→ **Document extract**:
◇ ◇ ◇ ◇
What is mad cow disease?
Mad cow disease, or bovine spongiform encephalopathy (BSE), is a transmissible, slowly progressive, degenerative, and fatal disease affecting the central nervous system of adult cattle. The USDA tests some 20,000 animals every year for this disease.
Researchers believe that the infectious agent that causes mad cow disease is a protein normally found on cell surfaces, called a prion. For reasons still unknown, this protein becomes altered to become disease producing.
Does cooking food kill the prion that causes mad cow disease?
Common methods to eliminate disease-causing organisms in food, like heat, do not affect prions. Also, prions only seem to live in nervous system tissue.
Does mad cow disease affect humans?
A human version of mad cow disease called variant Creutzfeldt-Jakob disease (vCJD) is believed to be caused by eating nerve tissue, such as brain and spinal cord, from cattle infected with mad cow disease. For this reason, the USDA requires that all nervous system materials be removed from cattle that are unable to walk -- an indication that there may be a neurological problem. These cow products do not enter the U.S. food supply. The USDA believes this practice effectively safeguards U.S. public health from vCJD.
According to the CDC, no cases of vCJD have been identified in the U.S.
Having said that, it is important to clarify the differences between variant CJD and another form of the disease, referred to as classic CJD. Classic CJD occurs each year at a rate of 1 to 2 cases per 1 million people throughout the world, including in the U.S. and other countries where mad cow disease has never occurred. It is not linked to the consumption of nerve tissue from mad cow disease-affected cattle -- both vegetarians and meat eaters have died from classic CJD.
◇ ◇ ◇ ◇
→ **Extracted material**:
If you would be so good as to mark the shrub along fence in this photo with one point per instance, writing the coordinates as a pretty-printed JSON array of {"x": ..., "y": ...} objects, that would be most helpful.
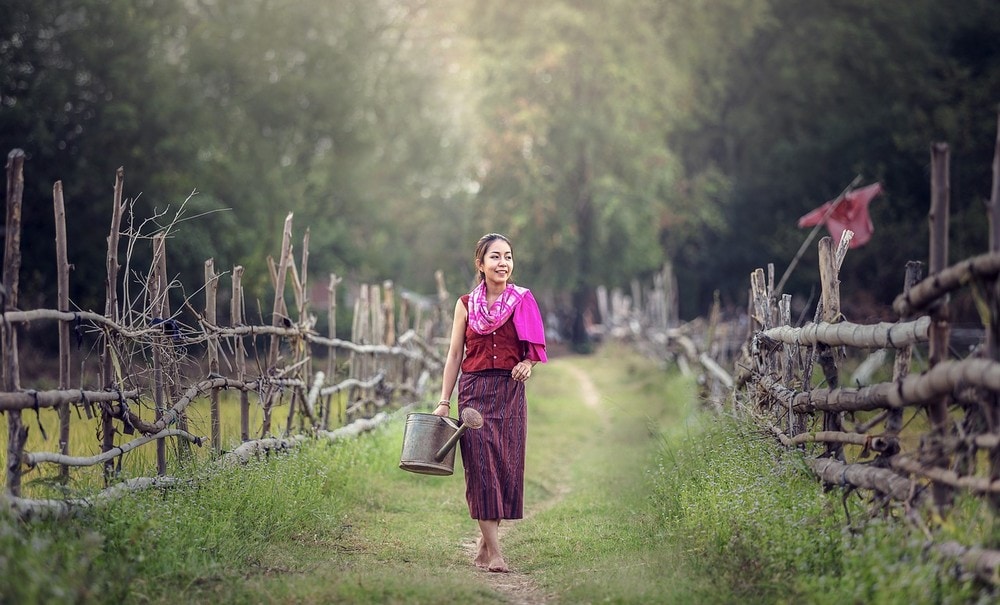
[
  {"x": 144, "y": 365},
  {"x": 911, "y": 442}
]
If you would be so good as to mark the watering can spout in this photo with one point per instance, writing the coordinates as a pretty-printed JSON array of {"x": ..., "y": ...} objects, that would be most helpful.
[{"x": 471, "y": 419}]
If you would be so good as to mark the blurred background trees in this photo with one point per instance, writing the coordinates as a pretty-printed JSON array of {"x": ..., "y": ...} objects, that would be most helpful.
[{"x": 606, "y": 138}]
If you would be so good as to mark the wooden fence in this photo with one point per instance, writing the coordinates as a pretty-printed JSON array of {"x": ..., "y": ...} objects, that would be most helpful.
[
  {"x": 911, "y": 442},
  {"x": 143, "y": 363}
]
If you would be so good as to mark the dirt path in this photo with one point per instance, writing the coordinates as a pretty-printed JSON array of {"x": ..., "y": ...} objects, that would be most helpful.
[{"x": 518, "y": 587}]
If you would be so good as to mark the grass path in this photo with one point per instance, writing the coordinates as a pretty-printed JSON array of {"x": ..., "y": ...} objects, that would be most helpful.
[{"x": 516, "y": 586}]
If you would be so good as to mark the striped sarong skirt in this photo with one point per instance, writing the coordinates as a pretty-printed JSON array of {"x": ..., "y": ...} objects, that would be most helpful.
[{"x": 493, "y": 456}]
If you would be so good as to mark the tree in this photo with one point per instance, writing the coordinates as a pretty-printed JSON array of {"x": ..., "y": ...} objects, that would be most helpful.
[{"x": 575, "y": 164}]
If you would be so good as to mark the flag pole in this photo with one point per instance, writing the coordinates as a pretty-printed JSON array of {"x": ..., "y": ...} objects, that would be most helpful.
[{"x": 812, "y": 235}]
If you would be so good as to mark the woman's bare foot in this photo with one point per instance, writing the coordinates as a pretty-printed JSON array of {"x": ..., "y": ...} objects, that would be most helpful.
[{"x": 482, "y": 559}]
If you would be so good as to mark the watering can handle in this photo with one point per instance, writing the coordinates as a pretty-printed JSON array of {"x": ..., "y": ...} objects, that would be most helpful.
[{"x": 439, "y": 456}]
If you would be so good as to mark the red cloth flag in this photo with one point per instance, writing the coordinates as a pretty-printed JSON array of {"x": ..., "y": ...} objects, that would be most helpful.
[{"x": 851, "y": 213}]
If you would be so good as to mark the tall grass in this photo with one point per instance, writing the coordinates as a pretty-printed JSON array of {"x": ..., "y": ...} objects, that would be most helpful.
[{"x": 753, "y": 516}]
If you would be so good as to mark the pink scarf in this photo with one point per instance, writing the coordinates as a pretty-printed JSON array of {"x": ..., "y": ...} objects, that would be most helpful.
[{"x": 516, "y": 301}]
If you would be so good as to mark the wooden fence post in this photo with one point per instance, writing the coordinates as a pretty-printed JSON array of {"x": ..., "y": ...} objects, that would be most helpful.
[
  {"x": 62, "y": 272},
  {"x": 901, "y": 364},
  {"x": 111, "y": 312},
  {"x": 331, "y": 361},
  {"x": 236, "y": 318},
  {"x": 156, "y": 292},
  {"x": 211, "y": 292},
  {"x": 278, "y": 316},
  {"x": 937, "y": 410},
  {"x": 16, "y": 431},
  {"x": 830, "y": 284},
  {"x": 993, "y": 329}
]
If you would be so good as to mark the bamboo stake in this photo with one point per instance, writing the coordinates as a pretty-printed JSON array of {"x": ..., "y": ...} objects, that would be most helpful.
◇ ◇ ◇ ◇
→ **Exercises to complete**:
(1) Render this sentence from the mad cow disease text in Spanish: "According to the CDC, no cases of vCJD have been identified in the U.S."
(2) Print the part of the mad cow disease text between "Researchers believe that" and "causes mad cow disease?", inclusive.
(3) Using the mad cow disease text, answer each question:
(a) About how many animals does the USDA test for the disease every year?
(b) What is the protein that researchers believe causes mad cow disease called?
(c) At what yearly rate does classic CJD occur?
Answer from the mad cow disease text only.

→ **Solutions to the tasks**:
(1) Según los CDC, no se ha identificado ningún caso de vCJD en los EE. UU.

(2)
Researchers believe that the infectious agent that causes mad cow disease is a protein normally found on cell surfaces, called a prion. For reasons still unknown, this protein becomes altered to become disease producing.
Does cooking food kill the prion that causes mad cow disease?

(3)
(a) Some 20,000 animals.
(b) A prion.
(c) 1 to 2 cases per 1 million people throughout the world.